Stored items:
########

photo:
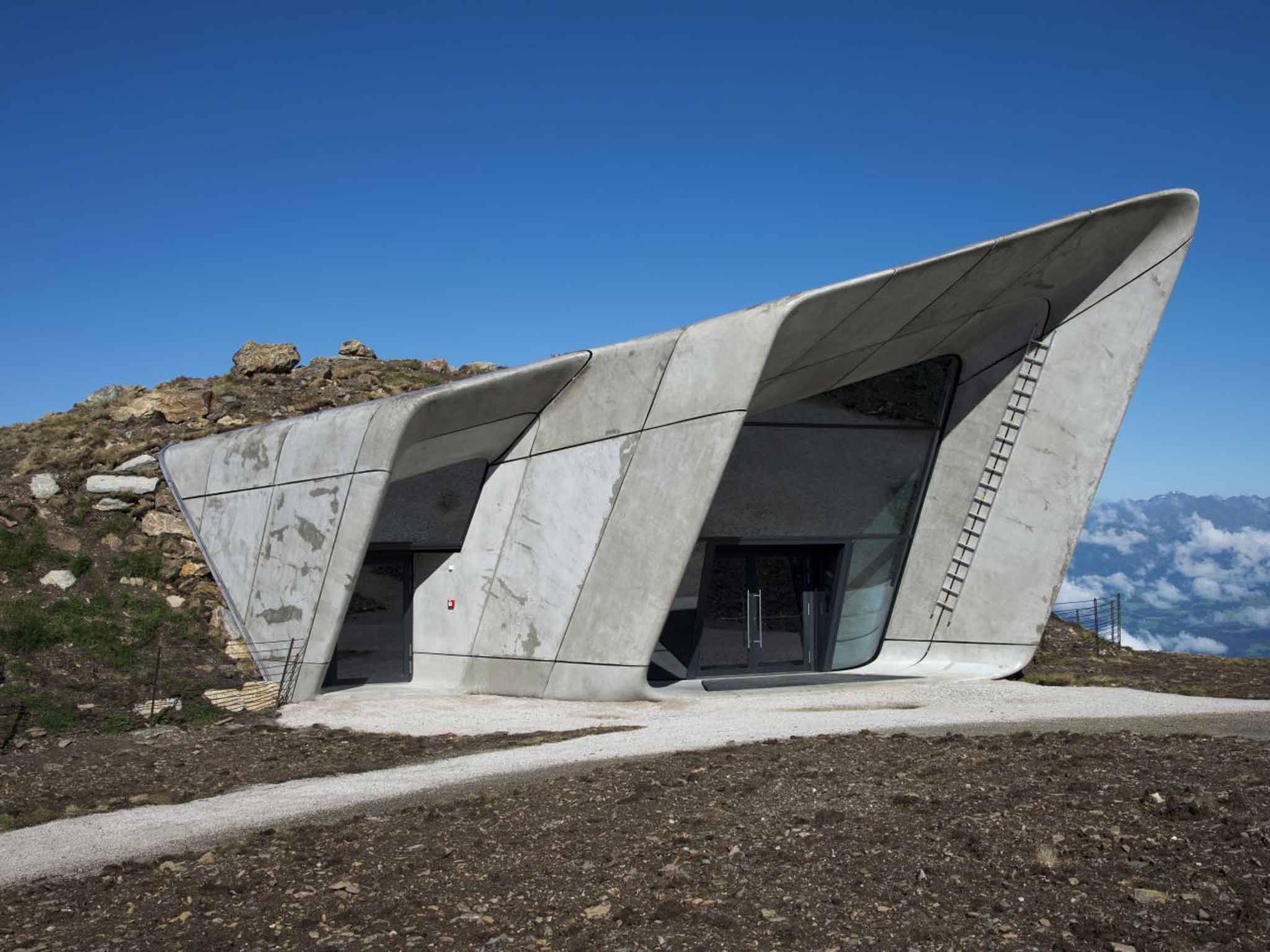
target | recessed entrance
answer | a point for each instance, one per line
(375, 643)
(763, 609)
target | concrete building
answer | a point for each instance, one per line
(884, 478)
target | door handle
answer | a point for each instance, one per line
(760, 617)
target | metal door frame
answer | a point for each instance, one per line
(757, 547)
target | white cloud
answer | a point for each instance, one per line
(1251, 616)
(1121, 540)
(1163, 594)
(1183, 641)
(1085, 588)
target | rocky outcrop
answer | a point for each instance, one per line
(171, 405)
(356, 348)
(43, 485)
(254, 358)
(122, 485)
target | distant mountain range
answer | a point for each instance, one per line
(1194, 571)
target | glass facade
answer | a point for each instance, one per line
(802, 550)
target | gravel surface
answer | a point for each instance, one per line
(863, 842)
(686, 721)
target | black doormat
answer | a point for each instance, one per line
(791, 681)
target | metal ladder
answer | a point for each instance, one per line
(993, 472)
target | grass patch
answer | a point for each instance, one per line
(20, 552)
(145, 564)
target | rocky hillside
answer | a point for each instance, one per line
(104, 598)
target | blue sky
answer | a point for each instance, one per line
(506, 182)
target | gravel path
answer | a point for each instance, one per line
(685, 721)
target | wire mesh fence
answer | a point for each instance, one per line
(126, 687)
(1099, 616)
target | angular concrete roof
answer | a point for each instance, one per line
(603, 464)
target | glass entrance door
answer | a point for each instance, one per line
(763, 609)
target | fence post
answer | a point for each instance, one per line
(1095, 626)
(154, 684)
(282, 681)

########

# EXERCISE INSTRUCTIONS
Begin at the top of the records above and retype each line exactly until the line containing "target | distant mountain range", which is included. Skip all pictures.

# RESULT BELOW
photo:
target | recessed entrance
answer | a point for each instance, one per line
(375, 643)
(763, 609)
target | concrete building
answer | a point for each instance, one per line
(884, 478)
target | door handle
answer | a point for each instance, one per line
(760, 617)
target | metal door frame
answer | a point for each instance, one per line
(757, 547)
target | white cloud
answer | a point for each instance, one per line
(1251, 616)
(1121, 540)
(1163, 594)
(1183, 641)
(1085, 588)
target | rocky outcrop
answer | a point for each instance, one per line
(171, 405)
(356, 348)
(43, 485)
(254, 358)
(122, 485)
target | distant mountain range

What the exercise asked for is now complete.